[Excerpted passage]:
□ □ □ □ □ □ □

The change in consumer behavior due to job and income uncertainties could add to the woes of the services sector even after the lockdown ends
A nationwide lockdown was sure to hit India’s economy. Most economists had already lowered their growth projections at the first sign of a prolonged closure. Even then, the latest PMI number is a shocker. The IHS Markit India Services Business Activity Index posted 5.4 in April compared with 49.3 in March. To put this number in perspective, this is the biggest contraction in services output since the data collection began 14 years ago, in 2005.
Even before the services PMI data was released, the manufacturing PMI too had shown a significant decline—to 27.4 in April from 51.8 in March.
The services sector data though looks uglier. This is not only because of a steeper fall but also the fact that losses in the services sector cannot be recovered as quickly even after the economy opens up. The likely change in consumer behaviour after the lockdown could also add to services sector woes. With a fear that the disease spread may last for a while, consumers are unlikely to step out to avail services as they used to prior to the lockdown.

□ □ □ □ □ □ □

[Data listing]:

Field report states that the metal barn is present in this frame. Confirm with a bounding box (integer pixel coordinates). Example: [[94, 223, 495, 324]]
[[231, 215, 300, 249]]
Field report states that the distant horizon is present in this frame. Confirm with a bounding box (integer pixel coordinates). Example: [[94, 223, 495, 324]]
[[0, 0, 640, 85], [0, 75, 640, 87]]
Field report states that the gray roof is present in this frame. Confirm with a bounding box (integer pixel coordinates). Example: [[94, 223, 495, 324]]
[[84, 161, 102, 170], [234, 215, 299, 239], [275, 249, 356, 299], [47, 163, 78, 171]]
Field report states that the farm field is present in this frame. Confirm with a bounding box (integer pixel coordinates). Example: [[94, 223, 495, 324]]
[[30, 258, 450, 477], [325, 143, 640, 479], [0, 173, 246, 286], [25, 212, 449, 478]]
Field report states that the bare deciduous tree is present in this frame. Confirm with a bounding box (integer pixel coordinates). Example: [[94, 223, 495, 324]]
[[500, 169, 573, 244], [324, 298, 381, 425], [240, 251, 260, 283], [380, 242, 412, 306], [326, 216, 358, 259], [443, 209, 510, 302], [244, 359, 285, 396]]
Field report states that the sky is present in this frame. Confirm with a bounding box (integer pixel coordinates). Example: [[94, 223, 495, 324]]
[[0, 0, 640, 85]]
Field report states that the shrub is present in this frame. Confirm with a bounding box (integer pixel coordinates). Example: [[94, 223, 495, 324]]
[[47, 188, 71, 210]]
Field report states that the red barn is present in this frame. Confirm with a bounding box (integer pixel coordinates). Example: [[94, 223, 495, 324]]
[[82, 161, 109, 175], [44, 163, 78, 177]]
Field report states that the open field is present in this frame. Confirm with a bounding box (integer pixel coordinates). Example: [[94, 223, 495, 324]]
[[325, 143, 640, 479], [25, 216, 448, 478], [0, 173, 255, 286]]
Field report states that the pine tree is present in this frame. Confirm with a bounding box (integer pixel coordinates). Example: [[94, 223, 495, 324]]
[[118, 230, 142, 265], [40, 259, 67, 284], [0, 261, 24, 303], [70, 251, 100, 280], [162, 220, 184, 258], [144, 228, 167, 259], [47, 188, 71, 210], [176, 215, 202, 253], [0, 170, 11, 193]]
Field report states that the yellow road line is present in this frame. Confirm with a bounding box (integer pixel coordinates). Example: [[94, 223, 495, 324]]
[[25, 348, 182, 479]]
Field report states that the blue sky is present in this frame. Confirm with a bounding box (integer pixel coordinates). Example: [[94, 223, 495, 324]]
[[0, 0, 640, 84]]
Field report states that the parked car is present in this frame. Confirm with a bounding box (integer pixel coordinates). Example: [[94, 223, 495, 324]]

□ □ □ □ □ □ □

[Exercise instructions]:
A) Please extract the portion of the passage on India's services slump from "The services sector data" to "to the lockdown.".
B) Render this sentence from the passage on India's services slump in Spanish: "A nationwide lockdown was sure to hit India’s economy."
C) According to the passage on India's services slump, what level did the manufacturing PMI fall to in April?

[Task answers]:
A)
The services sector data though looks uglier. This is not only because of a steeper fall but also the fact that losses in the services sector cannot be recovered as quickly even after the economy opens up. The likely change in consumer behaviour after the lockdown could also add to services sector woes. With a fear that the disease spread may last for a while, consumers are unlikely to step out to avail services as they used to prior to the lockdown.

B) Un confinamiento a nivel nacional iba a golpear sin duda la economía de la India.

C) It fell to 27.4, down from 51.8 in March.